Designed to be in effect only until Feb. 1, to collect $25,000,000 to bolster the city's credit, the Untermyer taxes were:
1) A tax of 1/4% on the investments of savings banks and insurance companies whose head offices were situated in the city (estimated yield, $6,400,000).
2) A tax of 1 1/2% on the gross income drawn by utility companies from sources within the city (estimated yield, $8,300,000).
3) A tax of 4-c- a share on all transfers of stock by residents of the city (estimated yield, $5,000,000).
4) A tax of 5% on the gross income of all stock brokers whose head offices were situated in the city (estimated yield $5,000,000).
All savings banks and most life insurance companies in New York are mutual institutions owned not by stockholders but operated for the depositors and policy holders by boards of trustees. Said Savings Banker Bruere: "Savings have kept many a family and are still keeping many a family out of the bread line and off the city's hands. . . . Why, I ask you, should you tax this protection that the working man has built up by years of sacrifice?" Said Insurance Man Taylor: "This proposed tax is in effect a capital levy on ... policy holders and their widows and orphans."
Mr. Untermyer scoffed: "This is just a play to the galleries." Said Mayor O'Brien to a newshawk as he hurried out after listening meekly in the background: "My dear boy, I've got a great big hole down here [patting his paunch]. I've got to hurry along and get some lunch."
Biggest explosion against the new taxes came from Mr. Whitney and the stockbrokers. Pointing out that in addition to a Federal tax of 4-c- a share on stock transfers, New York State has also a stock transfer tax of 4-c-, he prophesied that the city's additional tax of 4-c- would drive security traders to do their business in other markets. Pointing out further that except for July and August 1932, and for May, June and July 1933 brokers have had three incredibly lean years, he declared that the tax on brokers would put many a brokerage firm out of business. The broker-filled gallery came down with applause.

◆ Record excerpts:
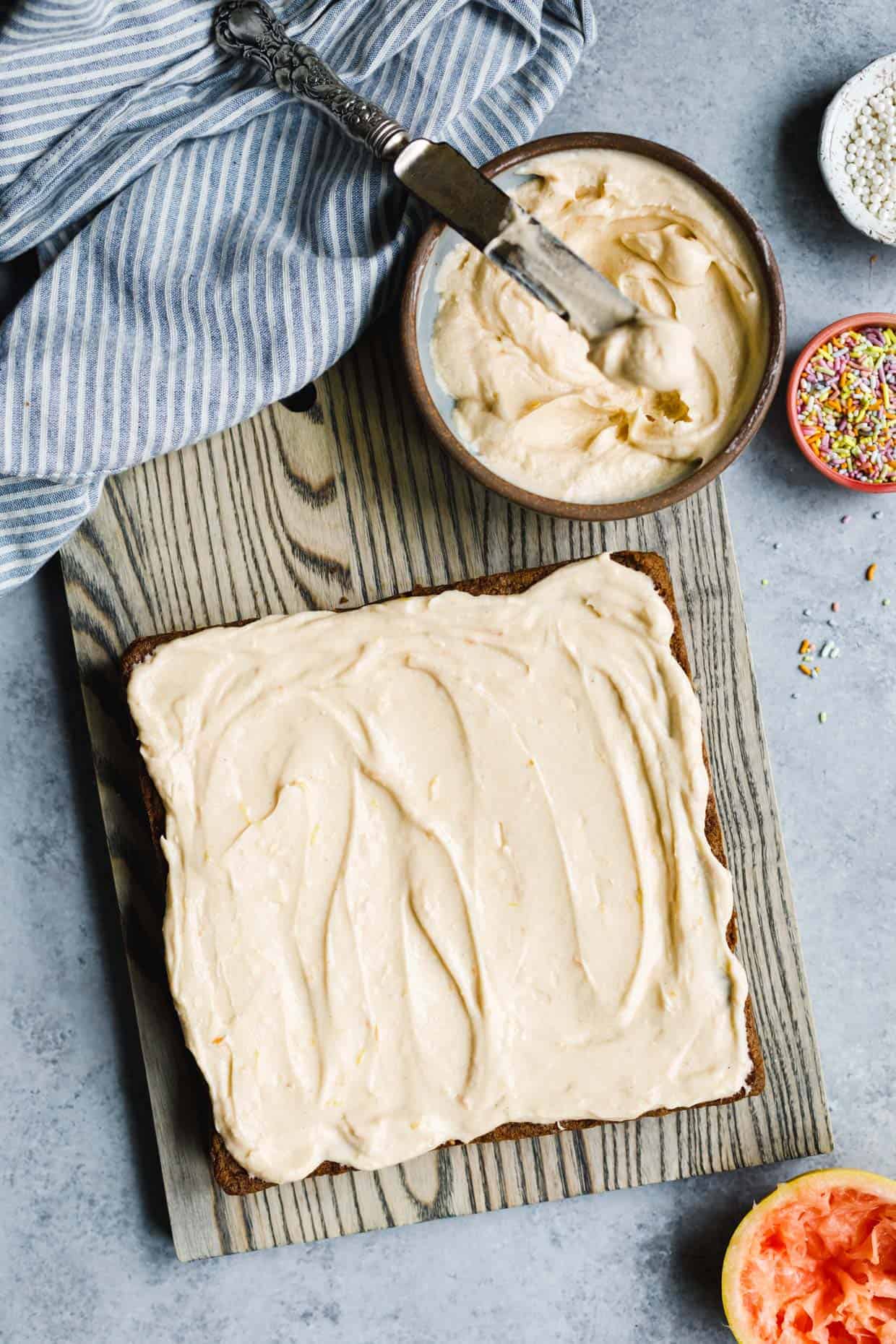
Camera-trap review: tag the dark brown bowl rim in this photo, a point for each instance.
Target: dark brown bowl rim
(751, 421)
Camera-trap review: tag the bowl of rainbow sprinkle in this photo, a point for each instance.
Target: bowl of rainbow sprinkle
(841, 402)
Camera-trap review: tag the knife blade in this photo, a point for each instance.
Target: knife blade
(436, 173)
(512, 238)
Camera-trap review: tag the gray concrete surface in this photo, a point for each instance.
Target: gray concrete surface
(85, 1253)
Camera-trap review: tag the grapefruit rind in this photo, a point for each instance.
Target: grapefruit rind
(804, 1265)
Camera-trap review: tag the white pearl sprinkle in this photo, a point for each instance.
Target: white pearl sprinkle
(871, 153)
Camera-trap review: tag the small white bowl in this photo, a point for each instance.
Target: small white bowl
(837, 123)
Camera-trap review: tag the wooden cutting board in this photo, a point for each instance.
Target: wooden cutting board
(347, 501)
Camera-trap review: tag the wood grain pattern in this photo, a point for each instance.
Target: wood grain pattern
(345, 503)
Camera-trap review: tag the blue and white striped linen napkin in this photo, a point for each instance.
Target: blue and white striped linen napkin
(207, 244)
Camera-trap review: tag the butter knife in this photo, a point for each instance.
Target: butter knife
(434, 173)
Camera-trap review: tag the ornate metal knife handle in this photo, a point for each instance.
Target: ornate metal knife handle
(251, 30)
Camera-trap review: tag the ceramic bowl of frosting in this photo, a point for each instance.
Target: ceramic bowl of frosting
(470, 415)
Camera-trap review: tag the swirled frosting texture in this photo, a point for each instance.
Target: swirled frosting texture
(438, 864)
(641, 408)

◆ Short exercise 1: Repeat the part of the Untermyer taxes article starting with "Biggest explosion against" and going on through "down with applause.".
◆ Short exercise 2: Sum up the Untermyer taxes article in two sentences.

◆ Answer 1:
Biggest explosion against the new taxes came from Mr. Whitney and the stockbrokers. Pointing out that in addition to a Federal tax of 4-c- a share on stock transfers, New York State has also a stock transfer tax of 4-c-, he prophesied that the city's additional tax of 4-c- would drive security traders to do their business in other markets. Pointing out further that except for July and August 1932, and for May, June and July 1933 brokers have had three incredibly lean years, he declared that the tax on brokers would put many a brokerage firm out of business. The broker-filled gallery came down with applause.

◆ Answer 2: The Untermyer taxes, meant to last only until Feb. 1 and raise $25,000,000 to bolster the city's credit, would have taxed the investments of savings banks and insurance companies, the gross income of utility companies and stock brokers, and transfers of stock. Savings and insurance leaders argued the taxes would burden depositors and policy holders, and Mr. Whitney warned that the added stock transfer tax would drive traders to other markets and that the tax on brokers would put many brokerage firms out of business.